Einträge »
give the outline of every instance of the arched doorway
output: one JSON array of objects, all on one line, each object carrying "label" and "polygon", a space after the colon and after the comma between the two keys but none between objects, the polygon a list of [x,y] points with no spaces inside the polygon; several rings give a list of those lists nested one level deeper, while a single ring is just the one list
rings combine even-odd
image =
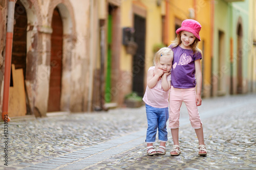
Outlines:
[{"label": "arched doorway", "polygon": [[237,90],[238,94],[243,93],[243,29],[241,23],[238,24],[237,32]]},{"label": "arched doorway", "polygon": [[26,79],[27,25],[25,8],[18,0],[14,11],[12,64],[15,65],[15,69],[23,69],[24,80]]},{"label": "arched doorway", "polygon": [[51,37],[51,72],[48,112],[60,110],[63,44],[62,21],[59,10],[53,11]]},{"label": "arched doorway", "polygon": [[133,91],[139,96],[144,94],[144,70],[145,67],[145,48],[146,19],[134,14],[134,39],[138,49],[133,58]]},{"label": "arched doorway", "polygon": [[27,17],[19,0],[14,8],[11,77],[9,95],[9,116],[25,116],[28,108],[25,89],[27,62]]}]

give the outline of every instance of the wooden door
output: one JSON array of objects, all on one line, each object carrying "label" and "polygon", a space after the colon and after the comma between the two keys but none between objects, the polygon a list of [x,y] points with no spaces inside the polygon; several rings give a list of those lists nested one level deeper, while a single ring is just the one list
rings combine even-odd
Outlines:
[{"label": "wooden door", "polygon": [[144,94],[145,24],[144,18],[134,15],[134,40],[138,44],[138,49],[133,56],[133,91],[136,92],[140,96]]},{"label": "wooden door", "polygon": [[[15,68],[22,68],[24,79],[26,79],[27,54],[27,18],[25,8],[19,0],[15,4],[14,25],[12,43],[12,64]],[[12,80],[11,80],[11,83]]]},{"label": "wooden door", "polygon": [[60,110],[63,28],[58,8],[55,8],[53,12],[52,28],[48,112]]}]

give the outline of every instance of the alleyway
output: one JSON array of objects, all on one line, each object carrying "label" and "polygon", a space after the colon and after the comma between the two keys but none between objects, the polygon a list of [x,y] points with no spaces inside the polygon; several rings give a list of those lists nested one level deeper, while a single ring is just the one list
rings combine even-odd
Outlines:
[{"label": "alleyway", "polygon": [[[198,140],[184,104],[182,153],[176,157],[169,154],[169,129],[166,154],[146,155],[144,106],[12,120],[8,123],[8,166],[2,142],[0,169],[255,169],[255,103],[256,94],[203,99],[199,111],[208,151],[206,157],[198,155]],[[1,129],[4,132],[3,122]]]}]

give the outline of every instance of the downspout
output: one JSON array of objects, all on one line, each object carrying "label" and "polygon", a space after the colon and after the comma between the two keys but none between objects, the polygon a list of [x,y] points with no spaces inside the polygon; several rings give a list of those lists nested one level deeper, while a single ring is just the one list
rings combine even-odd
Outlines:
[{"label": "downspout", "polygon": [[14,18],[14,0],[9,0],[7,16],[7,31],[5,48],[5,74],[4,79],[4,94],[2,117],[4,121],[9,122],[8,116],[9,91],[12,62],[12,37],[13,35],[13,21]]},{"label": "downspout", "polygon": [[210,96],[212,96],[213,95],[213,84],[212,84],[212,78],[213,78],[213,74],[212,74],[212,68],[213,68],[213,58],[214,58],[214,15],[215,15],[215,3],[214,1],[212,1],[210,3],[210,63],[211,63],[211,68],[210,68],[210,78],[211,78],[211,82],[210,82]]},{"label": "downspout", "polygon": [[90,44],[92,46],[90,47],[90,65],[89,65],[89,94],[88,94],[88,108],[87,111],[90,112],[92,110],[92,96],[93,96],[93,60],[95,55],[93,55],[93,26],[94,23],[93,23],[93,0],[90,0],[90,20],[91,24],[90,26]]}]

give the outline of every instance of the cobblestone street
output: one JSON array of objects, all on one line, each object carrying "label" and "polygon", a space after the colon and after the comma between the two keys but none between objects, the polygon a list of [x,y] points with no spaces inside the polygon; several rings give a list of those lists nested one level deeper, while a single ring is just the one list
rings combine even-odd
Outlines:
[{"label": "cobblestone street", "polygon": [[170,155],[169,129],[166,154],[146,155],[144,106],[12,119],[8,166],[2,142],[0,169],[256,169],[255,103],[256,94],[203,99],[199,113],[205,157],[198,155],[198,140],[184,104],[178,156]]}]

Aufgabe »
Ordne sämtliche Zeilen der Daten oben als JSON-Liste von Zeichenketten an, eine Zeichenkette pro Zeile und ohne Leerzeilen. Lass die Bilder dabei weg.

Lösung »
[
  "give the outline of every instance of the arched doorway",
  "output: one JSON array of objects, all on one line, each object carrying \"label\" and \"polygon\", a space after the colon and after the comma between the two keys but none between objects, the polygon a list of [x,y] points with no spaces inside the polygon; several rings give a list of those lists nested one level deeper, while a single ring is just the one list",
  "rings combine even-odd",
  "image =",
  "Outlines:",
  "[{\"label\": \"arched doorway\", \"polygon\": [[237,90],[238,94],[243,93],[243,29],[241,23],[238,24],[237,32]]},{\"label\": \"arched doorway\", \"polygon\": [[26,79],[27,25],[25,8],[18,0],[14,11],[12,64],[15,65],[15,69],[23,69],[24,80]]},{\"label\": \"arched doorway\", \"polygon\": [[51,37],[51,72],[48,112],[60,110],[63,44],[62,21],[59,10],[53,11]]},{\"label\": \"arched doorway\", \"polygon\": [[133,91],[139,96],[144,94],[144,70],[145,67],[145,48],[146,19],[134,14],[134,39],[138,49],[133,58]]},{\"label\": \"arched doorway\", \"polygon\": [[27,17],[19,0],[14,8],[11,77],[9,95],[9,116],[25,116],[28,108],[25,89],[27,62]]}]",
  "give the outline of every instance of the wooden door",
  "output: one JSON array of objects, all on one line, each object carrying \"label\" and \"polygon\", a space after the colon and after the comma between the two keys but none between objects, the polygon a list of [x,y] points with no spaces inside the polygon; several rings give a list of those lists nested one level deeper, while a single ring is just the one list",
  "rings combine even-odd",
  "Outlines:",
  "[{\"label\": \"wooden door\", \"polygon\": [[144,94],[145,24],[144,18],[134,15],[134,40],[138,44],[138,49],[133,56],[133,91],[136,92],[140,96]]},{\"label\": \"wooden door\", \"polygon\": [[[15,68],[22,68],[24,79],[26,79],[27,54],[27,18],[25,8],[19,0],[15,4],[14,25],[12,43],[12,64]],[[12,80],[11,80],[11,83]]]},{\"label\": \"wooden door\", \"polygon\": [[60,110],[63,28],[58,8],[55,8],[53,12],[52,28],[48,112]]}]",
  "give the outline of every instance of the alleyway",
  "output: one JSON array of objects, all on one line, each object carrying \"label\" and \"polygon\", a space after the colon and after the comma between the two keys but none between objects, the polygon a list of [x,y] points with no spaces inside the polygon; several rings give a list of those lists nested one level deeper, while a single ring is just the one list",
  "rings combine even-odd",
  "Outlines:",
  "[{\"label\": \"alleyway\", \"polygon\": [[[198,140],[184,104],[182,153],[176,157],[169,154],[169,129],[166,154],[146,155],[144,106],[12,120],[8,123],[8,166],[2,142],[0,169],[255,169],[255,103],[256,94],[203,99],[199,111],[208,151],[206,157],[198,155]],[[1,129],[4,132],[3,122]]]}]",
  "give the outline of every instance of the downspout",
  "output: one JSON array of objects, all on one line, each object carrying \"label\" and \"polygon\", a space after the colon and after the comma between the two keys but none between objects, the polygon a list of [x,y] points with no spaces inside the polygon; several rings give a list of those lists nested one level deeper, while a single ring is just the one list",
  "rings combine even-odd",
  "Outlines:",
  "[{\"label\": \"downspout\", \"polygon\": [[14,18],[14,0],[9,0],[7,16],[7,31],[5,48],[5,74],[4,79],[4,94],[2,117],[4,121],[9,122],[8,116],[9,91],[12,62],[12,37],[13,35],[13,21]]},{\"label\": \"downspout\", \"polygon\": [[210,96],[212,96],[213,95],[213,84],[212,84],[212,78],[213,78],[213,74],[212,74],[212,68],[213,68],[213,58],[214,58],[214,15],[215,15],[215,3],[214,1],[212,1],[210,3],[210,63],[211,63],[211,68],[210,68],[210,78],[211,78],[211,82],[210,82]]},{\"label\": \"downspout\", \"polygon\": [[90,44],[92,46],[90,47],[90,65],[89,65],[89,94],[88,94],[88,108],[87,111],[90,112],[92,110],[92,96],[93,96],[93,60],[95,55],[93,55],[93,26],[94,23],[93,23],[93,0],[90,0],[90,20],[91,24],[90,26]]}]",
  "give the outline of every instance of the cobblestone street",
  "output: one JSON array of objects, all on one line, each object carrying \"label\" and \"polygon\", a space after the colon and after the comma between the two keys but none between objects, the polygon a list of [x,y] points with no spaces inside the polygon; several rings give a list of those lists nested one level deeper, while a single ring is just the one list",
  "rings combine even-odd",
  "Outlines:",
  "[{\"label\": \"cobblestone street\", \"polygon\": [[170,155],[169,129],[166,154],[146,155],[144,106],[12,119],[8,166],[2,142],[0,169],[256,169],[255,103],[256,94],[203,99],[199,113],[205,157],[198,155],[198,140],[184,104],[178,156]]}]"
]